▸ EXERCISE PROMPT
For every record that follows, transcribe the text exactly and leave any image out.

━━━━━━

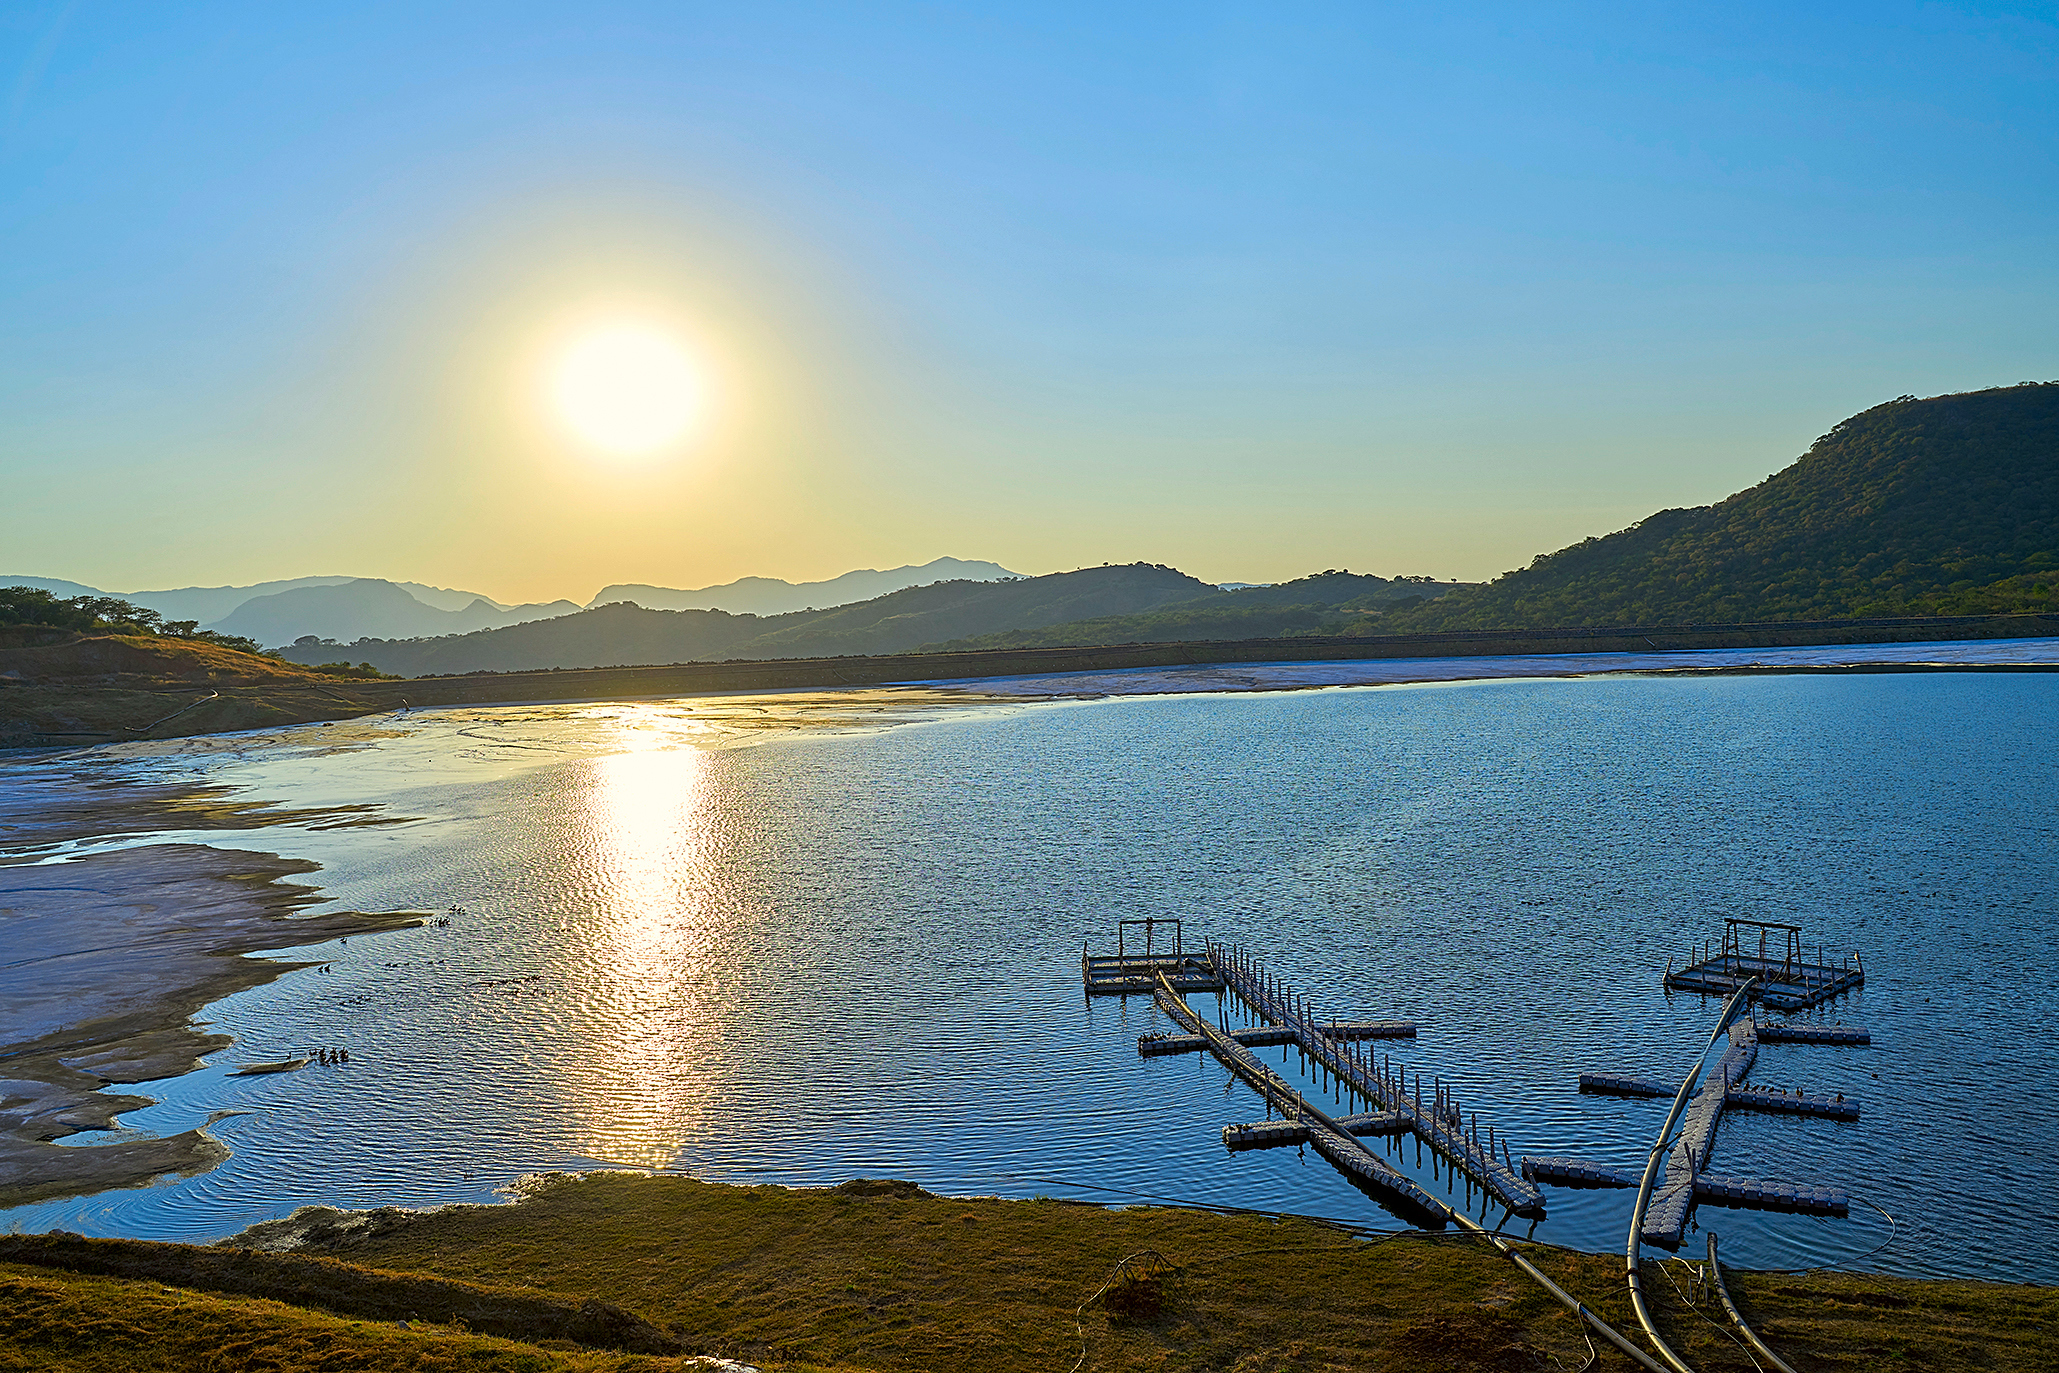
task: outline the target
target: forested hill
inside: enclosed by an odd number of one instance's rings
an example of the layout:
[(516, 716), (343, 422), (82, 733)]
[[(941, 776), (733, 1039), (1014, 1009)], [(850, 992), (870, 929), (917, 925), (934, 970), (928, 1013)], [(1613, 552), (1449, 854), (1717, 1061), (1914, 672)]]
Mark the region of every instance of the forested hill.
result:
[(1004, 582), (937, 582), (855, 605), (785, 615), (722, 610), (647, 610), (630, 603), (476, 634), (295, 644), (293, 662), (347, 657), (383, 672), (420, 677), (550, 667), (618, 667), (728, 658), (820, 658), (902, 653), (943, 639), (1002, 629), (1134, 614), (1213, 590), (1150, 563), (1089, 567)]
[(1460, 588), (1430, 577), (1370, 577), (1317, 572), (1271, 586), (1209, 591), (1157, 610), (1067, 624), (1007, 629), (926, 644), (953, 652), (1054, 648), (1077, 644), (1162, 644), (1194, 639), (1279, 639), (1365, 632), (1370, 619)]
[(2059, 382), (1854, 415), (1715, 505), (1547, 554), (1380, 629), (2059, 610)]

━━━━━━

▸ EXPECTED ANSWER
task: outline the target
target: forested hill
inside: enclosed by an odd number of one instance's rings
an example of the layout:
[(516, 716), (343, 422), (82, 733)]
[[(941, 776), (733, 1039), (1014, 1009)], [(850, 992), (870, 929), (917, 925), (934, 970), (928, 1013)], [(1613, 552), (1449, 854), (1717, 1061), (1914, 672)]]
Mark the region of every instance of the forested hill.
result:
[(1004, 582), (937, 582), (855, 605), (785, 615), (722, 610), (647, 610), (630, 603), (476, 634), (295, 644), (293, 662), (347, 657), (383, 672), (420, 677), (550, 667), (618, 667), (728, 658), (820, 658), (902, 653), (943, 639), (1002, 629), (1134, 614), (1213, 590), (1150, 563), (1089, 567)]
[(1460, 588), (1430, 577), (1370, 577), (1317, 572), (1271, 586), (1209, 591), (1157, 610), (1067, 624), (1007, 629), (926, 644), (953, 652), (1054, 648), (1077, 644), (1162, 644), (1194, 639), (1279, 639), (1365, 632), (1370, 619)]
[(2059, 382), (1854, 415), (1715, 505), (1547, 554), (1380, 629), (2059, 610)]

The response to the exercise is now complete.